● **Required work**
Word for word, restate the line containing "Pass this photo to locate to point out the girl's" and all the lines that come after it in the entries below. Include nothing from before it.

● **Exercise inputs**

"""

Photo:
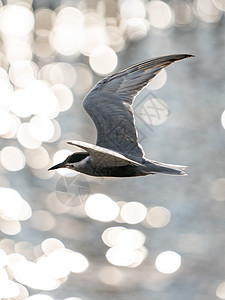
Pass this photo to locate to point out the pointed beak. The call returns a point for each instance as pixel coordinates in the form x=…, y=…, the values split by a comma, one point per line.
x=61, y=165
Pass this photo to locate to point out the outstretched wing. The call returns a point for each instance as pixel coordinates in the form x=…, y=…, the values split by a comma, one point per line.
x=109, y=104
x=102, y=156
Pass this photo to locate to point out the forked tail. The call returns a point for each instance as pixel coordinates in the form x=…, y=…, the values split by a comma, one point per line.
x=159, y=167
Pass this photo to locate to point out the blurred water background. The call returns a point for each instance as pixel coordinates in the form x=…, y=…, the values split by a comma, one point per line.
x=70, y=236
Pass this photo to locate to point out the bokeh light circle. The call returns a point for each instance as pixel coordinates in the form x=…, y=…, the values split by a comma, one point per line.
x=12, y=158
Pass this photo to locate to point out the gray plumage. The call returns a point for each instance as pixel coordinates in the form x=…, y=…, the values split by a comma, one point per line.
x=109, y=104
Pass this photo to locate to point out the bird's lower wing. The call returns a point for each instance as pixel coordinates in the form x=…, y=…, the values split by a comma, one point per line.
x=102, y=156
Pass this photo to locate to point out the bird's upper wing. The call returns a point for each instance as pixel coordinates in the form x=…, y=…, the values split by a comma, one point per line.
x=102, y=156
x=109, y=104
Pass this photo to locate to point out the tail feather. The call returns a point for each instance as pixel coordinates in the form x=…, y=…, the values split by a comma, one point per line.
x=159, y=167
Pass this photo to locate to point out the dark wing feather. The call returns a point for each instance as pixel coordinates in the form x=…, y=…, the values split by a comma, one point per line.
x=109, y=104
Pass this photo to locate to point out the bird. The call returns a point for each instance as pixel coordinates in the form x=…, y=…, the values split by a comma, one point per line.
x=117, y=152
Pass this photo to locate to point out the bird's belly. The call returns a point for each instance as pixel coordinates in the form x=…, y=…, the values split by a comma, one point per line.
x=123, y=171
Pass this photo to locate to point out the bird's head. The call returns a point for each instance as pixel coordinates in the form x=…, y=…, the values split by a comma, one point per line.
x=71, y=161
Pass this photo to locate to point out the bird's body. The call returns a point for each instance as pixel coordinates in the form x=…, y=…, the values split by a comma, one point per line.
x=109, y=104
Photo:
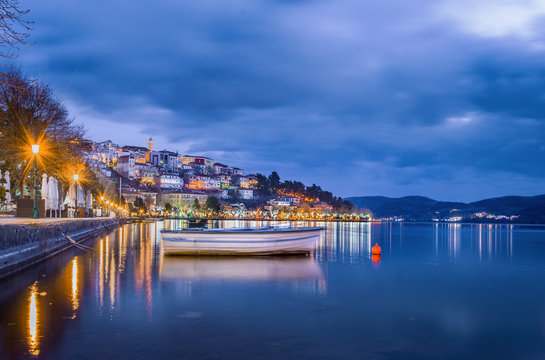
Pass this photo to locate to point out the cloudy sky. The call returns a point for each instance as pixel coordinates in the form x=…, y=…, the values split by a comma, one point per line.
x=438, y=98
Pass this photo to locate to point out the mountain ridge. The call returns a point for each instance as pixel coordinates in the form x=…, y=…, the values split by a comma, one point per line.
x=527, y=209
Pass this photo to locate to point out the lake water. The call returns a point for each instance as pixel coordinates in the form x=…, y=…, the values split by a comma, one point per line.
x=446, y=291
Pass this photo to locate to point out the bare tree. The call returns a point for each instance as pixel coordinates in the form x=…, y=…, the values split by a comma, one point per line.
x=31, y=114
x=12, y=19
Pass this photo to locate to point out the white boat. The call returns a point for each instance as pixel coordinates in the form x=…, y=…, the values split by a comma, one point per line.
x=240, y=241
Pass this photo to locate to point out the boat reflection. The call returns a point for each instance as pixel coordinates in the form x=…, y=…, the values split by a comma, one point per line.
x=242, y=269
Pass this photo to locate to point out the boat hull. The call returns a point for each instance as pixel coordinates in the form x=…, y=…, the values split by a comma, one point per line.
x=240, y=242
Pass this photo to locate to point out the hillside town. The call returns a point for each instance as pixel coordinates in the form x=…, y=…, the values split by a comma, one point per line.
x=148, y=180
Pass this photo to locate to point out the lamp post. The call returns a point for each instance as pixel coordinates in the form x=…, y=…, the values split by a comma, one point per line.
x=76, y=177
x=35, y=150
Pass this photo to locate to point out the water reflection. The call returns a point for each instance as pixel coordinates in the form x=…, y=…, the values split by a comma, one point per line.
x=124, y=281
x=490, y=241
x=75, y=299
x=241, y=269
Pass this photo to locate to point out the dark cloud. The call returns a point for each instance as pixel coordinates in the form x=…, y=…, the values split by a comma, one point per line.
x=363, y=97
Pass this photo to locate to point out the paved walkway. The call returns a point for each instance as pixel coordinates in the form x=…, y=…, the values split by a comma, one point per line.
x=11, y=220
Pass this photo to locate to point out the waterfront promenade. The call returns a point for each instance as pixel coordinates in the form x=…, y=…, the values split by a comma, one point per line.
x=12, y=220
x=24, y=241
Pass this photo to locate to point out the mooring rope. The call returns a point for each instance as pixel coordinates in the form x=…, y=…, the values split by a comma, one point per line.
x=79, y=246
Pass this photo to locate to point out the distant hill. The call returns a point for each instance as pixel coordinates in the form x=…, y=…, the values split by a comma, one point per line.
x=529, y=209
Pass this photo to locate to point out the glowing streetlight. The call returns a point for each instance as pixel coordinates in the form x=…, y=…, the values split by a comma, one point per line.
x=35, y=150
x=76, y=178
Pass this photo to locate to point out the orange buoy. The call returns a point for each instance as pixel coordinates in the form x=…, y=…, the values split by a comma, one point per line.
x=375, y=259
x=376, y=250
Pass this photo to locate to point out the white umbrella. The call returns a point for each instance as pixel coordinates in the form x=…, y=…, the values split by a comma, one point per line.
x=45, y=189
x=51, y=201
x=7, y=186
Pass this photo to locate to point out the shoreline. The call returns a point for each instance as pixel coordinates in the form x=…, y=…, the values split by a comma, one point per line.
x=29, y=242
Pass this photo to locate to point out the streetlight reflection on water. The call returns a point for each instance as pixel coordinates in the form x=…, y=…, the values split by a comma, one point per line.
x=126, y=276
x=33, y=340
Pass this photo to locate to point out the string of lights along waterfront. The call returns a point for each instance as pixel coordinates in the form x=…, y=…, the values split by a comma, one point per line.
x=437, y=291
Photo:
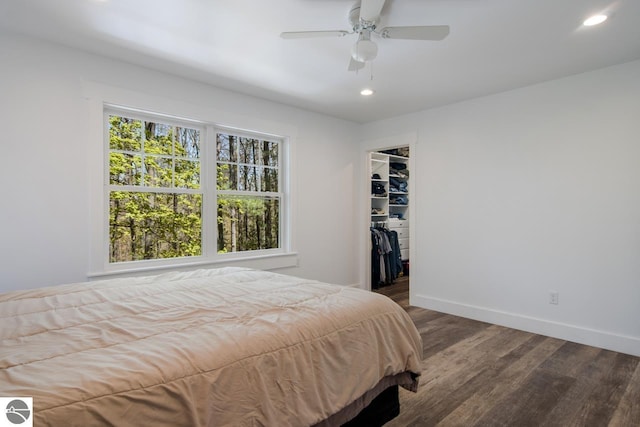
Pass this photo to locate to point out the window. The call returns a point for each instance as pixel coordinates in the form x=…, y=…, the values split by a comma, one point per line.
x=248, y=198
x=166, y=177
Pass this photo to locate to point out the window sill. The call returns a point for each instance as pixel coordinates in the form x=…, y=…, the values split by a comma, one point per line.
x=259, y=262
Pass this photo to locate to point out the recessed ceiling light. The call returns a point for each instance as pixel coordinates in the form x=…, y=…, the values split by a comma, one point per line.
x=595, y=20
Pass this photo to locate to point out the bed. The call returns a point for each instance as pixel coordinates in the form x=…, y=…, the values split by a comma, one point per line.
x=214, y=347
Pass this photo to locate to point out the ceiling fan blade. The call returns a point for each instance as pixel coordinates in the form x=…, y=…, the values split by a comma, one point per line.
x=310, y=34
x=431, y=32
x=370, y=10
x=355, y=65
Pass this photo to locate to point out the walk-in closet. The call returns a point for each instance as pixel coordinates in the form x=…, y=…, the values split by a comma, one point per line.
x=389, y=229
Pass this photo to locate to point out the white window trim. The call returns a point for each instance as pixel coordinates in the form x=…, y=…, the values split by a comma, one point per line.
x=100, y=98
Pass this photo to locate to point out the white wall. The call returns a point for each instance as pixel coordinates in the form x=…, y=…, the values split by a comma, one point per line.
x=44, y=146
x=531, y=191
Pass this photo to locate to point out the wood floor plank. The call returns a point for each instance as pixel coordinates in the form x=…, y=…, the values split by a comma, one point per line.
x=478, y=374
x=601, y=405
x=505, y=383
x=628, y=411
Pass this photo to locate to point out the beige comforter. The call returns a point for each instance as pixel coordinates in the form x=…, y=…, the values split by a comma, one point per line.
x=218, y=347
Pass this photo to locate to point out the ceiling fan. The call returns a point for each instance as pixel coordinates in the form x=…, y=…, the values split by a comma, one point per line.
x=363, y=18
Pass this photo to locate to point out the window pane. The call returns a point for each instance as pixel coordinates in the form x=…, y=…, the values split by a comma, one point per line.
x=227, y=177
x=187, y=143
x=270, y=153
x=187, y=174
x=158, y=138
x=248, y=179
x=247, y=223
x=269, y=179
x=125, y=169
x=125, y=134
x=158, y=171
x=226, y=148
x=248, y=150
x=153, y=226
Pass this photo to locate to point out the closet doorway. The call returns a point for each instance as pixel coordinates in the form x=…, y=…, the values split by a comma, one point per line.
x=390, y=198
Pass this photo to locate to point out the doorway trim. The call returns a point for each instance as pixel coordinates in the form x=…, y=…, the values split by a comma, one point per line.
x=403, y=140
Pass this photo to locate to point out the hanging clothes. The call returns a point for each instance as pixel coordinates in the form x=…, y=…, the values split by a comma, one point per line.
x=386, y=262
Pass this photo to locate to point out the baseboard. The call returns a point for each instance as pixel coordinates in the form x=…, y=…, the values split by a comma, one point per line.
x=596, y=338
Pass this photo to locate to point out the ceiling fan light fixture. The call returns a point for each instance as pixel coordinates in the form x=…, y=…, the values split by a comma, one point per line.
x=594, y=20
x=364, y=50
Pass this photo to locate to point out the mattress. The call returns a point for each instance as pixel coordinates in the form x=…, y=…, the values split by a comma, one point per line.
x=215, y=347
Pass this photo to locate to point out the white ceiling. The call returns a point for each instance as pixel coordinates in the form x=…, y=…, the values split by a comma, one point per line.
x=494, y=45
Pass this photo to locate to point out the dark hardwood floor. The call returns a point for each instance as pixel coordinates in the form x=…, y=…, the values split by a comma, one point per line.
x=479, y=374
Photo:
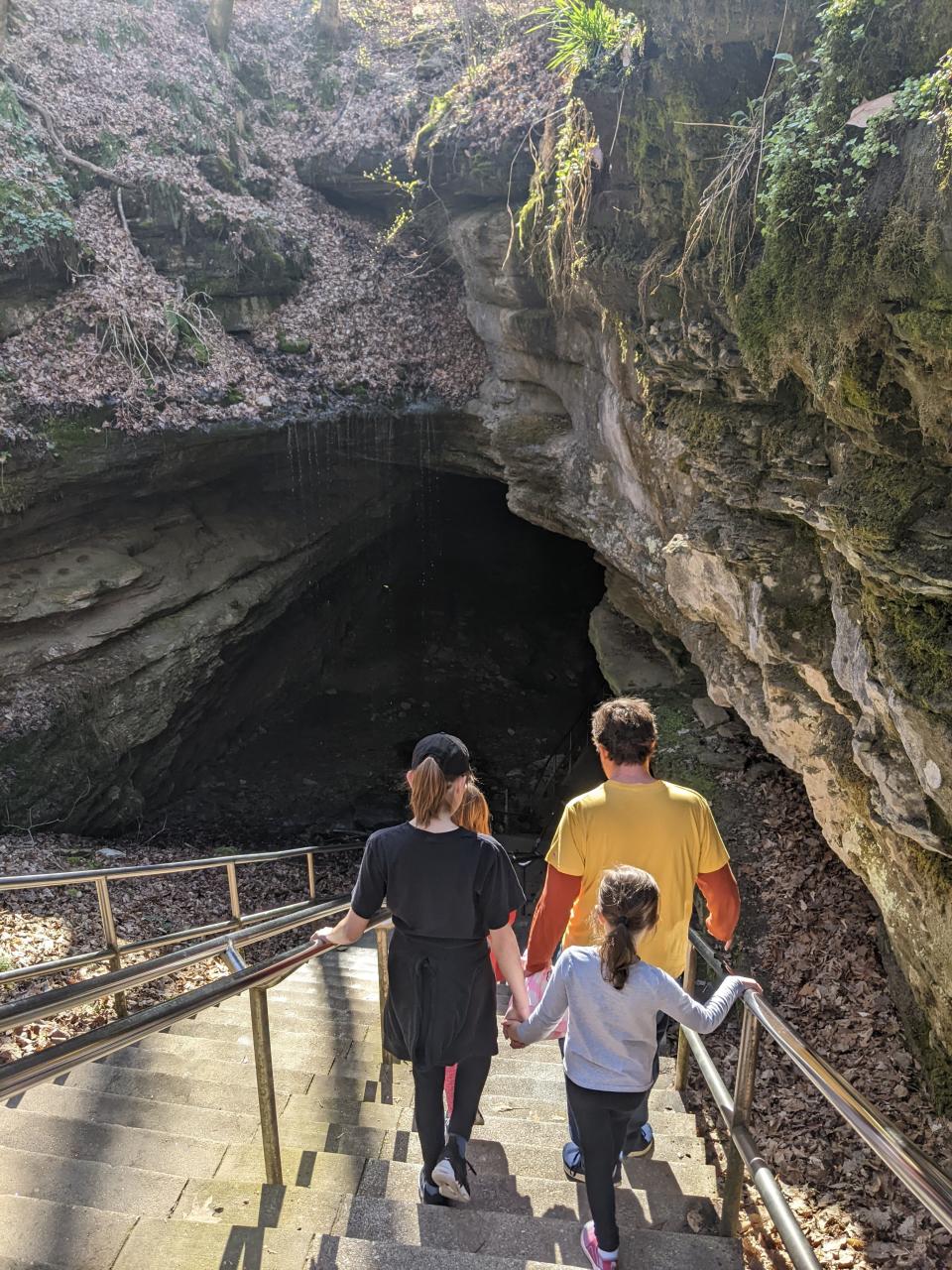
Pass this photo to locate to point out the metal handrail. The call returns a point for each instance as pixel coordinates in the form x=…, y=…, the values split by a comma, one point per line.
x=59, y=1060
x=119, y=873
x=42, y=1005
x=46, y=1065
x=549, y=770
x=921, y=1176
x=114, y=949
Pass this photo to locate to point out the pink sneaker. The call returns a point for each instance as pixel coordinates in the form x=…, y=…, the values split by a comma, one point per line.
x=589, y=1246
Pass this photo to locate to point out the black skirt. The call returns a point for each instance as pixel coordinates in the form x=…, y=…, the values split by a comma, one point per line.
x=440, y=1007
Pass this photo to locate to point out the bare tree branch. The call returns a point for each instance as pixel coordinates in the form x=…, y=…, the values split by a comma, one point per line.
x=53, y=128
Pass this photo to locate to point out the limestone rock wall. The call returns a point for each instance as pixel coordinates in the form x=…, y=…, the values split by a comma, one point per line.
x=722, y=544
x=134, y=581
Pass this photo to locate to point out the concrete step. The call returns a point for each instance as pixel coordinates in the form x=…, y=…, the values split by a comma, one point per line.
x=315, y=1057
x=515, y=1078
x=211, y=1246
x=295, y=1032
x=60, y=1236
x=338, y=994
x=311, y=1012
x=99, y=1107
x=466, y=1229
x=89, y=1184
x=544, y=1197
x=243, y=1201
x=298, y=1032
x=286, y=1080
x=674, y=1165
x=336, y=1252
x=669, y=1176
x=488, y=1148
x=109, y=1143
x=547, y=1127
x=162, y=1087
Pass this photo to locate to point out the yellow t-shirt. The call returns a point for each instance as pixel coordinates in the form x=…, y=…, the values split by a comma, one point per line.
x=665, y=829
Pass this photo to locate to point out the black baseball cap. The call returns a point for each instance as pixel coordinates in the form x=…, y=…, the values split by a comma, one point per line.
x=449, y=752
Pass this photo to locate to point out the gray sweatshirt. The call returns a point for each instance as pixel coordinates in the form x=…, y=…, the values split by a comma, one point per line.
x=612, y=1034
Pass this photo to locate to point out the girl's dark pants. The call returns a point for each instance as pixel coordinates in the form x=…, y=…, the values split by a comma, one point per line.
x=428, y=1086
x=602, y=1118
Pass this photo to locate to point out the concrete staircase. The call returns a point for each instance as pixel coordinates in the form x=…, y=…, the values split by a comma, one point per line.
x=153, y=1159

"""

● **Response to the exercise**
Pass this photo to locate to point out the girl's dark pants. The call returns a point for each instance as pixel coordinates in the form x=…, y=…, the values split by a comma, one point per line.
x=428, y=1086
x=602, y=1118
Pass this photo to locate to point out the concrete staircase. The call returns a point for each instance as pixel coordinates in the form x=…, y=…, the values split by a comma, one point per line.
x=153, y=1159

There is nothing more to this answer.